**Butir Tugas A**
Terjemahkan kalimat dari berita pemeriksaan KPK ini ke bahasa Inggris: "Hari ini KPK juga memeriksa Asisten Pembangunan dan Lingkungan Hidup Sekda Provinsi DKI Jakarta, Gamal Sinurat."
**Butir Tugas B**
Jawab pertanyaan berikut berdasarkan berita pemeriksaan KPK di bawah:
(i) Berapa lama Aguan diperiksa?
(ii) Berapa besar kontribusi dari pengembang yang diinginkan Pemerintah Provinsi DKI Jakarta?
(iii) Siapa yang akan dipanggil KPK besok?

***** Kutipan Dokumen

Jakarta (ANTARA News) - Komisi Pemberantasan Korupsi mendalami hubungan
antara bos PT Agung Sedayu Grup Sugiyanto Kusuma alias Aguan dengan staf
khusus Gubernur DKI Jakarta Sunny Tanuwidjaja.
"Aguan hari ini diperiksa untuk kedua kalinya sebagai saksi MSN
(Mohamad Sanusi). Aguan oleh penyidik ditanyakan seputar komunikasinya
dengan Sunny dan juga kegiatan-kegiatan yang bersangkutan dengan PT KNI
(Kapuk Naga Indah) dan PT MWS (Muara Wisesa Samudera)," kata Pelaksana
Harian (Plh) Kabiro Humas KPK Yuyuk Andriati di gedung KPK Jakarta,
Selasa.
Aguan diperiksa selama enam jam. Aguan dan Sunny juga sudah diperiksa KPK pada 13 April lalu.
"Mengenai apakah akan terkuak yang lain, itu tentu masih didalami
oleh penyidik, karena yang diperiksa juga hanya Aguan saja, yang sedang
didalami oleh penyidik apakah apa yang diketahui oleh Aguan dan
hubungannya dengan perusahaan yang lain," tambah Yuyuk.
Hari ini KPK juga memeriksa Asisten Pembangunan dan Lingkungan Hidup Sekda Provinsi DKI Jakarta, Gamal Sinurat.
"Pokoknya kronologi pembahasan pasal-pasal raperda, tapi tambahan
kontribusi yang belum ada sepakat," kata Gamal seusai diperiksa.
Gamal menegaskan bahwa Pemerintah Provinsi DKI Jakarta ingin ada
kontribusi dari pengembang sebesar 15 persen dari besaran pulau.
"Ya kita kan maunya kontribusi tambahan 15 persen masuk ke ranperda
karena subsidi silang untuk daratan Jakarta," tambah Gamal.
Terkait perkara ini, KPK juga akan memanggil Direktur PT Agung Sedayu Group Richard Halim Kusuma yang juga anak Aguan besok.

**********
***** Entri Data

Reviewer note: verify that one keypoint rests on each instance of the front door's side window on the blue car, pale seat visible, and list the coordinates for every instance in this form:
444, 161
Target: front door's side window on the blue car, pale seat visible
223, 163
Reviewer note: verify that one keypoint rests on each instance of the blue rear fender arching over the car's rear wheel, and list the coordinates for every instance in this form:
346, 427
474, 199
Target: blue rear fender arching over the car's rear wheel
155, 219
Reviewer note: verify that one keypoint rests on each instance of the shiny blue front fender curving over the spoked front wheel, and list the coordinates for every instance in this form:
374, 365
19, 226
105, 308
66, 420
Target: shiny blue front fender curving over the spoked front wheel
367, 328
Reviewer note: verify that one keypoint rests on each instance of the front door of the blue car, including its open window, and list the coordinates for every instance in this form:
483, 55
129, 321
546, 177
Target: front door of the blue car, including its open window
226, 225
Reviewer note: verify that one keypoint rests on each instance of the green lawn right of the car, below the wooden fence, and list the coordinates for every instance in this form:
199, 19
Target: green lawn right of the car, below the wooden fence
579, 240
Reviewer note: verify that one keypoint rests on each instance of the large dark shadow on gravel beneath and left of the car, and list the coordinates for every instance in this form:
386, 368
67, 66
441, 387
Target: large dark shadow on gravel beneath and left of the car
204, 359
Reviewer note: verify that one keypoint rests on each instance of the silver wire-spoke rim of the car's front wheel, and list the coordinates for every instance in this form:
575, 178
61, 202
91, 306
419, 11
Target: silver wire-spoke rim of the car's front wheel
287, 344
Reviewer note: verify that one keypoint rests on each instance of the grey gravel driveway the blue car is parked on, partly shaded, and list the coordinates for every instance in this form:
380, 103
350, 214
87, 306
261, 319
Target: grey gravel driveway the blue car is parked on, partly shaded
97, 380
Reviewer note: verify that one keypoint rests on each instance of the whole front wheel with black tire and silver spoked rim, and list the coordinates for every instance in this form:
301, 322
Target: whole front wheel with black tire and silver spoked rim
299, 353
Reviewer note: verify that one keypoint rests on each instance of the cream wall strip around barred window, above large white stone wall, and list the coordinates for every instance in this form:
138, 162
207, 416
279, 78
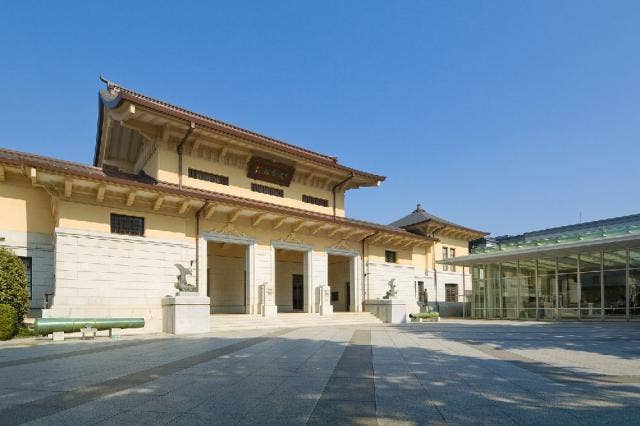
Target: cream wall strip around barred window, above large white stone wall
97, 218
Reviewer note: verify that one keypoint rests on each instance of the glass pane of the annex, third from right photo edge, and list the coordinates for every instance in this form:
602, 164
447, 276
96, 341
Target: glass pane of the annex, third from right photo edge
590, 288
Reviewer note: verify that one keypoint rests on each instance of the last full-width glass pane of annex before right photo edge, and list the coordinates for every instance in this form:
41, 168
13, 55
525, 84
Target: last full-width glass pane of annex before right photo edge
614, 266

**********

**Jawaban Latihan A**
Today the KPK also questioned the Assistant for Development and Environment of the DKI Jakarta Provincial Secretariat, Gamal Sinurat.

**Jawaban Latihan B**
(i) Selama enam jam.
(ii) Sebesar 15 persen dari besaran pulau.
(iii) Richard Halim Kusuma, Direktur PT Agung Sedayu Group, yang juga anak Aguan.